Records for processing:
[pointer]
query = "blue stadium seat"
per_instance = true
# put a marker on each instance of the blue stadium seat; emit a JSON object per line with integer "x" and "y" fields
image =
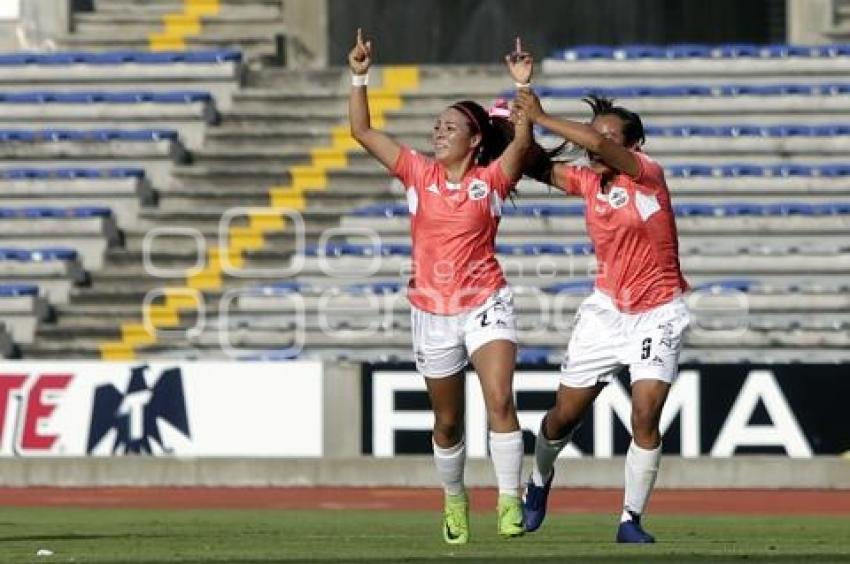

Stated exercise: Rewrite the lines above, changing "blue stadium seat" to "red stadium seat" wherever it occurs and keeping everything else the same. Leave the picture out of your answer.

Answer to this problem:
[pointer]
query = "red stadium seat"
per_instance = true
# put a marker on each instance of the red stadium seat; emit a JSON object per line with integer "x" and "y" fields
image =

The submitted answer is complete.